**RECORDS PROVIDED**
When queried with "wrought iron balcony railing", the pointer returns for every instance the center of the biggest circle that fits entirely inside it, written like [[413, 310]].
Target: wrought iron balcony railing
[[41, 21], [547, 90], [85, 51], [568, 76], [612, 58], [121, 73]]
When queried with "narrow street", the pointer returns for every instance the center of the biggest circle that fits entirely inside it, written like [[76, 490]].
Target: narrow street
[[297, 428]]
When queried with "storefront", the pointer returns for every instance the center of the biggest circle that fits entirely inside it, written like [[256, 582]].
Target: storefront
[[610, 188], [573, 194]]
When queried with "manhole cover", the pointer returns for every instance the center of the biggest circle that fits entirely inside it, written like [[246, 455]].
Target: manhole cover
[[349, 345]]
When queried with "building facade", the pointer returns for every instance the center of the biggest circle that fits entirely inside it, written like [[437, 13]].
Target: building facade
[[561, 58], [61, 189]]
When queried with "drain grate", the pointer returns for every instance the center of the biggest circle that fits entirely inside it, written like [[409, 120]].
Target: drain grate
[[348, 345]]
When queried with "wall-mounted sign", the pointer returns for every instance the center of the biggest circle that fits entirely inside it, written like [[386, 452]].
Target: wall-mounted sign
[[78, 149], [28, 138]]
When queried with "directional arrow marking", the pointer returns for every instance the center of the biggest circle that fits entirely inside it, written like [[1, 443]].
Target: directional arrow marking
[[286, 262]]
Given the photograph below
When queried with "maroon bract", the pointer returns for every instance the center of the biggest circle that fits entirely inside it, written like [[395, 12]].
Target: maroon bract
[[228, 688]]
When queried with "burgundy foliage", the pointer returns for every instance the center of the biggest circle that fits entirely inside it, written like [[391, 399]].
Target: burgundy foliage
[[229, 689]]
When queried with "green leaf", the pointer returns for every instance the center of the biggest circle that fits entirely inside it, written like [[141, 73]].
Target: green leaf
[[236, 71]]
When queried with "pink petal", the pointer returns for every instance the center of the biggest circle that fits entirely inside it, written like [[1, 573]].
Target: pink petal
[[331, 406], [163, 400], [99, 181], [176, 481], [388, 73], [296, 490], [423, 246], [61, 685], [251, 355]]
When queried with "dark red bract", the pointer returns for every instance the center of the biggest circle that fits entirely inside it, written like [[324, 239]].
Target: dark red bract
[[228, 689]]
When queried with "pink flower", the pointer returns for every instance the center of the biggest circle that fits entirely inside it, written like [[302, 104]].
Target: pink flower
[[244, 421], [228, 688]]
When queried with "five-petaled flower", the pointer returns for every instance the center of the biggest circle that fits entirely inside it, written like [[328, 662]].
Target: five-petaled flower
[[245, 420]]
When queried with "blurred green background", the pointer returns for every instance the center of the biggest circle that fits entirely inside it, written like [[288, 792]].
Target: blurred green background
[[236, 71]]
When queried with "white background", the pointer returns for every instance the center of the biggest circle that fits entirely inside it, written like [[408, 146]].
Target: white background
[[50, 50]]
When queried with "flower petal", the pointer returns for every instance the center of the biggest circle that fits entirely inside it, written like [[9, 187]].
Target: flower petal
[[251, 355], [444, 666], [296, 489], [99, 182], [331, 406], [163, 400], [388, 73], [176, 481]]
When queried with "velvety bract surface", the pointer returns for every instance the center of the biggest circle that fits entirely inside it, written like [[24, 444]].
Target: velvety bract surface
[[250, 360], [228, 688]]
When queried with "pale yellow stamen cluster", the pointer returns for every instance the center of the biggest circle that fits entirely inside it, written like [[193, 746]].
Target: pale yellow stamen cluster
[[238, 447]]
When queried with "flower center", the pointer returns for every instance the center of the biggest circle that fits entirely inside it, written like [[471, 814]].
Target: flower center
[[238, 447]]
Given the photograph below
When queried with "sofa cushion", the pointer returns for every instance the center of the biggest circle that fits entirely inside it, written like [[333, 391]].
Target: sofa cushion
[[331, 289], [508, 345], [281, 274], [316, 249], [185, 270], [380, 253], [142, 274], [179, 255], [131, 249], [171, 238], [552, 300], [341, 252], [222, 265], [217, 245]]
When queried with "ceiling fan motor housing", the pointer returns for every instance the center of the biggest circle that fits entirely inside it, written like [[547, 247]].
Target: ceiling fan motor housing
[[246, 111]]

**EXERCISE DESCRIPTION**
Can you give the listing again from its start through the line holding "58], [121, 73]]", both ends included, with every point coordinate in the answer scaled by 0.7 and rounded to a whole number, halves rounding up? Keep the request and its format sample unchanged.

**SOLUTION TO THIS EXERCISE**
When queried with "wrought iron balcony railing", the pointer returns for every instance the center of the biggest circle that fits entirely inside it, written like [[413, 310]].
Target: wrought iron balcony railing
[[29, 15], [383, 63], [60, 36], [398, 53], [428, 41], [85, 51]]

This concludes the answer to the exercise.